%%

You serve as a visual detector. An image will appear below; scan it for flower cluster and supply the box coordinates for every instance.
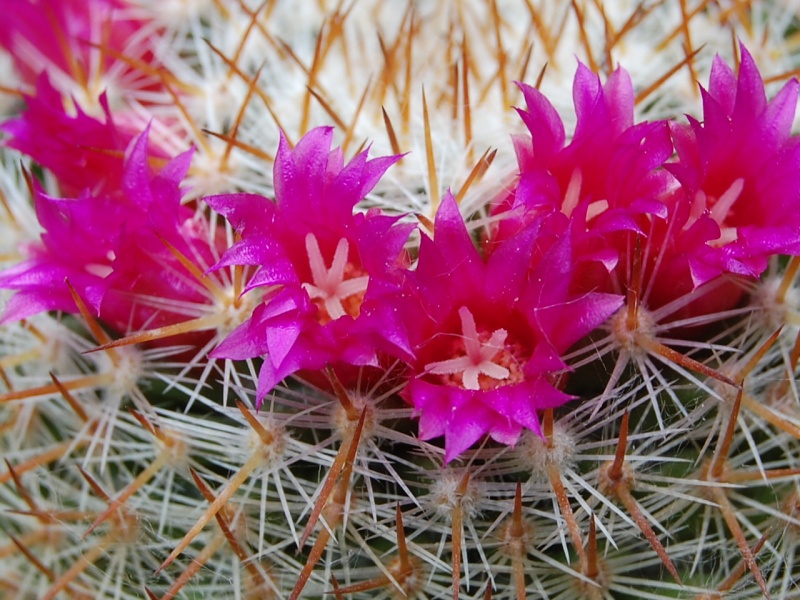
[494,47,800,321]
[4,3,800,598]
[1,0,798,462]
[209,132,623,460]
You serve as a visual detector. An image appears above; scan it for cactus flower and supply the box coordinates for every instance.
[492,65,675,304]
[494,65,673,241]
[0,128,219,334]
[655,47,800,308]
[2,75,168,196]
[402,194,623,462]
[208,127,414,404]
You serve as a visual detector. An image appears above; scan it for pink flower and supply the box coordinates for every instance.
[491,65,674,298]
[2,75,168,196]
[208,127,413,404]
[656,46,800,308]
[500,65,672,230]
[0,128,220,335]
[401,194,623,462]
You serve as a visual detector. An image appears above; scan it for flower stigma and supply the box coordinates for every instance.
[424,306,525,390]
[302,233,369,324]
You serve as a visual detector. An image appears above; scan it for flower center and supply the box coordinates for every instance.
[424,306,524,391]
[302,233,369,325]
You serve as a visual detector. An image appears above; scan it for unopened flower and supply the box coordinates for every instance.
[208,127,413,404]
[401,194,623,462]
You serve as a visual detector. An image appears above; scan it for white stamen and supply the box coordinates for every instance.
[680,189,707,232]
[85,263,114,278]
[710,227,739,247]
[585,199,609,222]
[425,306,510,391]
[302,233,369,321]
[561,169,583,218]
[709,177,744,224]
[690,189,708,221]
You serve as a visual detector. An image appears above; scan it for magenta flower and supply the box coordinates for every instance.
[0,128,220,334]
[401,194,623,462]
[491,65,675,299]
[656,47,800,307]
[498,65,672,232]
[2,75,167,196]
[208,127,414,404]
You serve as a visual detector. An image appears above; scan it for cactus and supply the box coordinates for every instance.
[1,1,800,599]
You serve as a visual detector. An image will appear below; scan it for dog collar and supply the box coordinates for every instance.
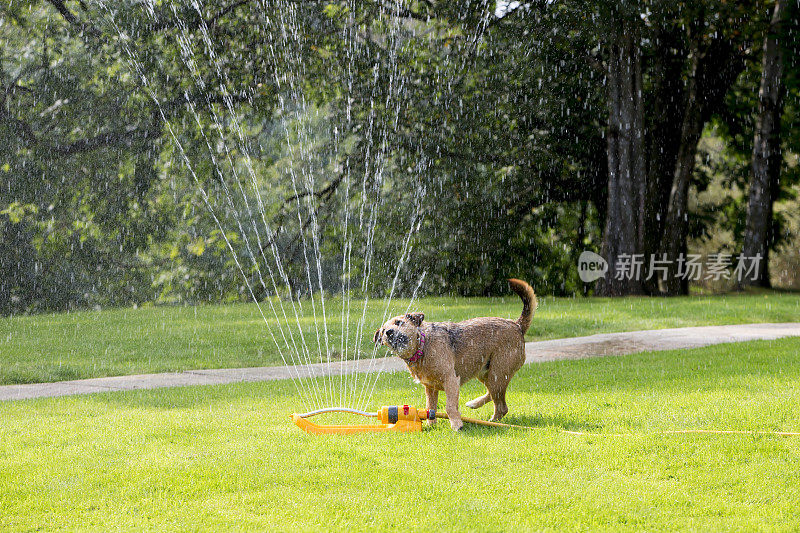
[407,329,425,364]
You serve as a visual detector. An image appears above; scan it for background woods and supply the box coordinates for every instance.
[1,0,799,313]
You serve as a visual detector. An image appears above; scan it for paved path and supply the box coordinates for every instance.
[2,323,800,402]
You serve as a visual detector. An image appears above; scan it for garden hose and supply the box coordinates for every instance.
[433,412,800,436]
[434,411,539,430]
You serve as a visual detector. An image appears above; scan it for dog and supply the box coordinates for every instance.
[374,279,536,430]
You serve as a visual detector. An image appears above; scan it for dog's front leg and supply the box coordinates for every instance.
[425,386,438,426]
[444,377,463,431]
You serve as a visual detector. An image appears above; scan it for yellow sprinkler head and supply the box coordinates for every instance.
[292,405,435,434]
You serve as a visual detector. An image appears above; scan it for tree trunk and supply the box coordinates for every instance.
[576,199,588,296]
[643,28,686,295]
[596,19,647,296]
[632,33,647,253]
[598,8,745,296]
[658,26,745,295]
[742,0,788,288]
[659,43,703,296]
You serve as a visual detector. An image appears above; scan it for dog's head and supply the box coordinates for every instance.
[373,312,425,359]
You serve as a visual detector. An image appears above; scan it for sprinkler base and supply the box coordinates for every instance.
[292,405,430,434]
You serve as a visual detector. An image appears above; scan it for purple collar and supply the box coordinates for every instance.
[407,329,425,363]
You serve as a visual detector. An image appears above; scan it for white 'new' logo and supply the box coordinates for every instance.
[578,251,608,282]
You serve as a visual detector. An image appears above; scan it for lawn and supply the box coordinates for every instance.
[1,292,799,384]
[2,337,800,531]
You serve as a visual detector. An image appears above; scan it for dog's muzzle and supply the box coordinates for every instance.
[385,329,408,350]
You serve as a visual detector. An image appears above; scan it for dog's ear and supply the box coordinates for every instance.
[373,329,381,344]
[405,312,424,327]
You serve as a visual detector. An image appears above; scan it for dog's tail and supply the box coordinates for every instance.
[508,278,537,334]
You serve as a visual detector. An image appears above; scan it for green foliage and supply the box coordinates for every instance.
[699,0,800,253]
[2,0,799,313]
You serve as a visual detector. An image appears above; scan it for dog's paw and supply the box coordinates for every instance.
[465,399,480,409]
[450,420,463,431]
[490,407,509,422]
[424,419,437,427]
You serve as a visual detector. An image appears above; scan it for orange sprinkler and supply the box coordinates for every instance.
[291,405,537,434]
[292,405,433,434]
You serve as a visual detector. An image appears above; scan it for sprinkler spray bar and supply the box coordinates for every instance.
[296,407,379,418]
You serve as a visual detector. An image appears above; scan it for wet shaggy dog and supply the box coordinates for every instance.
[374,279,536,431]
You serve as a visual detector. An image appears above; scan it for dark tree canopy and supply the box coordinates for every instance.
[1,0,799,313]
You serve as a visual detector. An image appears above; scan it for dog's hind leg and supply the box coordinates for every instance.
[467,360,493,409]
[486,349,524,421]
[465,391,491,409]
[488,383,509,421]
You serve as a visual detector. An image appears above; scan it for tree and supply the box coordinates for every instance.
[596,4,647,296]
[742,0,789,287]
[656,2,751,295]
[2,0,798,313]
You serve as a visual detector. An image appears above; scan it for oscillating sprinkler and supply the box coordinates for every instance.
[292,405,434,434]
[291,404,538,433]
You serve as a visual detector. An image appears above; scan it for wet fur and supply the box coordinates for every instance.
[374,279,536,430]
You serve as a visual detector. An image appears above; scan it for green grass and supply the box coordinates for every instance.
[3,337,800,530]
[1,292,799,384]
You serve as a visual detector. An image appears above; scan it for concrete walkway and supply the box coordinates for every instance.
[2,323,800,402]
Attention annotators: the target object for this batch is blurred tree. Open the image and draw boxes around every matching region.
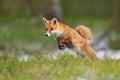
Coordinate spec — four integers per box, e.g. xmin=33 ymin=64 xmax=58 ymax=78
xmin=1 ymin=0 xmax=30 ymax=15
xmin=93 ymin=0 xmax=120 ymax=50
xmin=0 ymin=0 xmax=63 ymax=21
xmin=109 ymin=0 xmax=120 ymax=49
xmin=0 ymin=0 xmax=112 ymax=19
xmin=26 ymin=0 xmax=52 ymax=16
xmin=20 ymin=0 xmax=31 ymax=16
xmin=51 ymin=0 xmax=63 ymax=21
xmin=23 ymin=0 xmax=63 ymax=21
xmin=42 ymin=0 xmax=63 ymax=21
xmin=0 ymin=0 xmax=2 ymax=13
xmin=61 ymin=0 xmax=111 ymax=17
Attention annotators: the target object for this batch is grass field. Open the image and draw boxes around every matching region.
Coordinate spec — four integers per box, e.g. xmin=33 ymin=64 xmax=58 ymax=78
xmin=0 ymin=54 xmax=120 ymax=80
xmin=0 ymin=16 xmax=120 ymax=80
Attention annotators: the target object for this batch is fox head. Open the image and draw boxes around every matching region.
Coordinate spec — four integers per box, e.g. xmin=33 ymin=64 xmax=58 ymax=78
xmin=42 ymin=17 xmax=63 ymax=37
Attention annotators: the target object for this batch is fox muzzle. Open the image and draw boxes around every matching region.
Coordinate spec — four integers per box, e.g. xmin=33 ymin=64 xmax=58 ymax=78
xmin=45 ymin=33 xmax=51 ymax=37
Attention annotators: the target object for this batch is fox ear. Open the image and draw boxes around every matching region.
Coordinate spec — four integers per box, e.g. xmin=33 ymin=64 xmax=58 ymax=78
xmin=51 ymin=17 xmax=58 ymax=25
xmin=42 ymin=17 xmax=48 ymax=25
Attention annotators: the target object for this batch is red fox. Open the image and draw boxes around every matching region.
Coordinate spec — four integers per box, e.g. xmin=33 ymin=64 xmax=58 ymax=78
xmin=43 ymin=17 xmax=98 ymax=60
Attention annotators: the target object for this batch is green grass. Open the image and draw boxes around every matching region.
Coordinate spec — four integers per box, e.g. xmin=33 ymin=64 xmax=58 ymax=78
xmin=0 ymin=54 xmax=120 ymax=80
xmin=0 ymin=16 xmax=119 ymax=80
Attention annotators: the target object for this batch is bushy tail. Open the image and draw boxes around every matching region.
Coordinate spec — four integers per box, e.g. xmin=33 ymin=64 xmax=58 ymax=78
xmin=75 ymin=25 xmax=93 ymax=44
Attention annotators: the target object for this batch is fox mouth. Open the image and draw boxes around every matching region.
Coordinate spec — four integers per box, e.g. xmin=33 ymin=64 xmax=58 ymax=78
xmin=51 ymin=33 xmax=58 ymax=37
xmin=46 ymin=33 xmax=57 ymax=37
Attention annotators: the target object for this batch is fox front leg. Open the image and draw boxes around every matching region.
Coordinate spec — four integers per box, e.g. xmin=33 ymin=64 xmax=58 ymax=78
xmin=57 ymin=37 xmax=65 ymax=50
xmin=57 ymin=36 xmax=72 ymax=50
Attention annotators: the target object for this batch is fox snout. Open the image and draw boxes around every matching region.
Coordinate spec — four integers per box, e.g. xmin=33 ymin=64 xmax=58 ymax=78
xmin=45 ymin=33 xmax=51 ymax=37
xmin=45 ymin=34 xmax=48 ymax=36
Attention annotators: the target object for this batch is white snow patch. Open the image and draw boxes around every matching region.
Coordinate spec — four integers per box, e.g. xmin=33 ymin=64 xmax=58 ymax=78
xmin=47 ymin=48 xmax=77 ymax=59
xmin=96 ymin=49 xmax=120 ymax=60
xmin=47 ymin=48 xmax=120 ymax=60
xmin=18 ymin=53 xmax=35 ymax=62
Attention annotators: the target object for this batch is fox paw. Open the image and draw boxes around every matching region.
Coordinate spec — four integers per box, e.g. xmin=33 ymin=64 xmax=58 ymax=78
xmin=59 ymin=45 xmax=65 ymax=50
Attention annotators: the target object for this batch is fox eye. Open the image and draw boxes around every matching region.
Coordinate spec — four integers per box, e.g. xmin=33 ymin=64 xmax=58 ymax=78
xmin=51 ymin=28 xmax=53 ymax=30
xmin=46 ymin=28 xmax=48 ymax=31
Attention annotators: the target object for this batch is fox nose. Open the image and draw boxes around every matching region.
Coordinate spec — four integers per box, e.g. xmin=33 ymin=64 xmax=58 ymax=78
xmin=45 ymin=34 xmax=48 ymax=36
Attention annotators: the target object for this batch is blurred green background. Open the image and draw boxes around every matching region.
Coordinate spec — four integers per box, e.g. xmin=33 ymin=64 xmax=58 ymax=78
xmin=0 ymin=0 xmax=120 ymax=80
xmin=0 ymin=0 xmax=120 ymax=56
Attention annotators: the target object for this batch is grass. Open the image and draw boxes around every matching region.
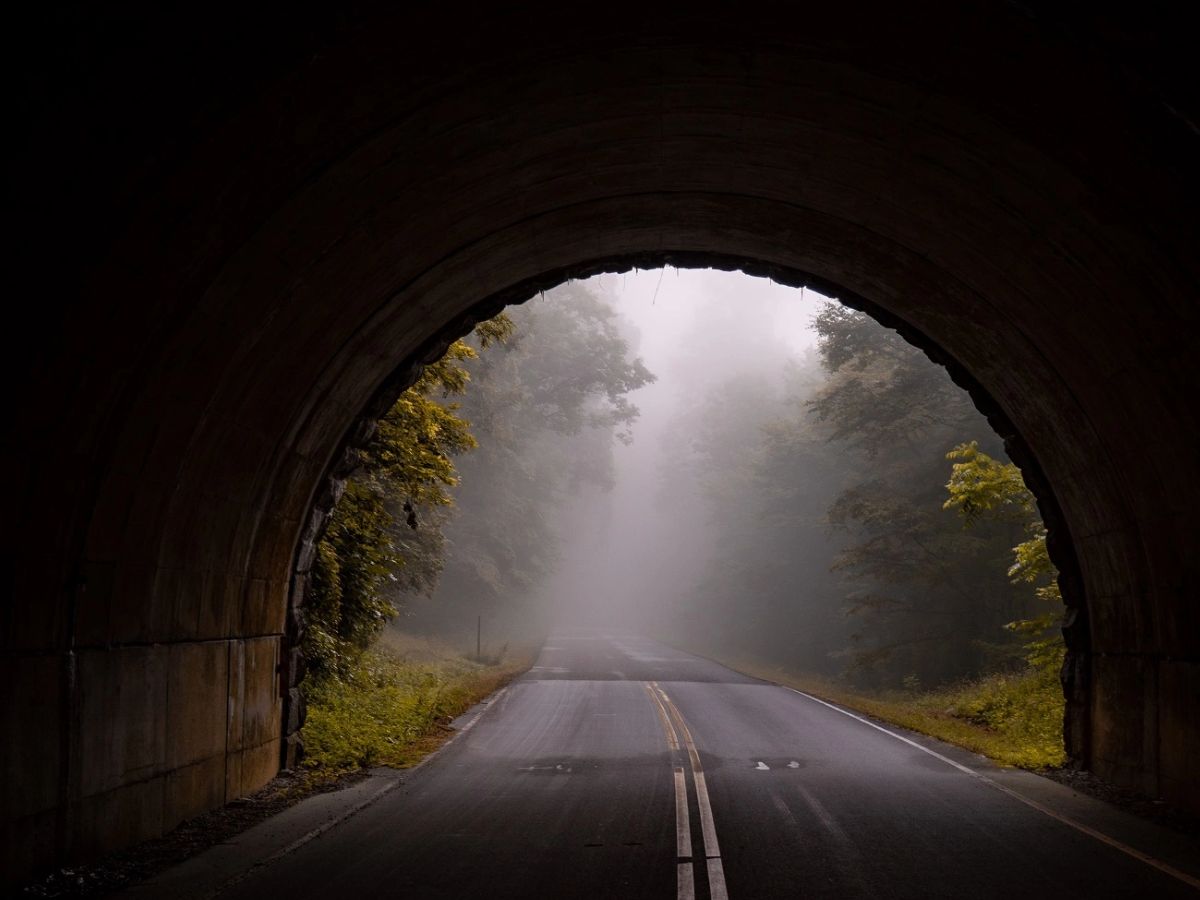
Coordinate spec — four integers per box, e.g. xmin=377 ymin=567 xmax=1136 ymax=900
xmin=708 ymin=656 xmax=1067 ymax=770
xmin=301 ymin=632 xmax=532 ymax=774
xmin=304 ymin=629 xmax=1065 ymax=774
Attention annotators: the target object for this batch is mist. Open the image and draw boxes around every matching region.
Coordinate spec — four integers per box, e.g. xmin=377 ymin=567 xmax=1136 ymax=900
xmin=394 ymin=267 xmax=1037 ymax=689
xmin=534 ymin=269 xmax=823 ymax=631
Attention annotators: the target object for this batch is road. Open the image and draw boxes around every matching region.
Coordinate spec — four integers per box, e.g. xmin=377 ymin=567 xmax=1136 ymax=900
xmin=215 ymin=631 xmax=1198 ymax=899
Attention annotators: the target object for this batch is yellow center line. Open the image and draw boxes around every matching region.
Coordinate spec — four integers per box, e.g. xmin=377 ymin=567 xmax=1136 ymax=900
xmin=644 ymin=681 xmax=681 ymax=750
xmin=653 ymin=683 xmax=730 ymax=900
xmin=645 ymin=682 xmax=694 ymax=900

%%

WHAT YOU HAVE TO DO: Give the count of lines in the listing that hold the word "blurred", and nothing else.

RESPONSE FOR THIS EXERCISE: 2